▶ _Exercise goal_
Please reproduce the listing below without any change, from its first line through the line that contains "M233 86L232 86L232", including both of those lines.
============
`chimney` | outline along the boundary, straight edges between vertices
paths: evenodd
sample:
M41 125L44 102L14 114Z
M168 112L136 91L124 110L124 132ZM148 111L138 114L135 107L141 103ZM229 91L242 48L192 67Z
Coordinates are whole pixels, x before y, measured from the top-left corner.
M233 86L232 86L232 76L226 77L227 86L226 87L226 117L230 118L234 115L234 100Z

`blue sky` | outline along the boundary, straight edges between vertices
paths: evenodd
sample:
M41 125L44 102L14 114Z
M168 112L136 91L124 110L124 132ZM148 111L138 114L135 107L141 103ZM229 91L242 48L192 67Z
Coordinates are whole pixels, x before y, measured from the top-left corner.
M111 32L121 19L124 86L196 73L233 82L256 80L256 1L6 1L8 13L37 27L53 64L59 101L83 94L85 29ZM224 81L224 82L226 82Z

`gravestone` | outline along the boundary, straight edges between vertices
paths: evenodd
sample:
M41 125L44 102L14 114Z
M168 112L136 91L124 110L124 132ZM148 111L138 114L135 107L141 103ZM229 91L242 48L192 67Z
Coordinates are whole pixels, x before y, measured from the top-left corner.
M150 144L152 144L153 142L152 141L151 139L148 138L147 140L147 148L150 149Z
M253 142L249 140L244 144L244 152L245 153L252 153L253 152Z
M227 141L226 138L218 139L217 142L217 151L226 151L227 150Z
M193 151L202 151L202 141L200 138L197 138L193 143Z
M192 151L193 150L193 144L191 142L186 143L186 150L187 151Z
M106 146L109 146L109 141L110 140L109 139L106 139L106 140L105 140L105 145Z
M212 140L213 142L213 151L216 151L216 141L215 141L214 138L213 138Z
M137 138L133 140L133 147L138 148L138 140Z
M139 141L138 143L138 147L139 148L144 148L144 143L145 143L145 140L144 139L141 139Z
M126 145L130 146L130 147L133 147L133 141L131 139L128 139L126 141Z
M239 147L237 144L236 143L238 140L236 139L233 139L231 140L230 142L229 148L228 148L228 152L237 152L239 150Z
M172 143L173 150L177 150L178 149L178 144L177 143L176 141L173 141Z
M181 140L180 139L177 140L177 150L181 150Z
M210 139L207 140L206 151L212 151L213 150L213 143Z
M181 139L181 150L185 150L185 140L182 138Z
============
▶ _Worked answer_
`chimney` | outline along the boundary, straight edges between vertices
paths: evenodd
sample:
M41 125L44 102L14 114Z
M168 112L136 91L124 110L124 132ZM148 111L138 114L135 107L141 103ZM229 91L242 48L192 67Z
Coordinates are whole pixels, x before y, measured from the top-left corner.
M233 86L232 86L232 76L226 77L227 86L226 87L226 117L230 118L234 115L234 100Z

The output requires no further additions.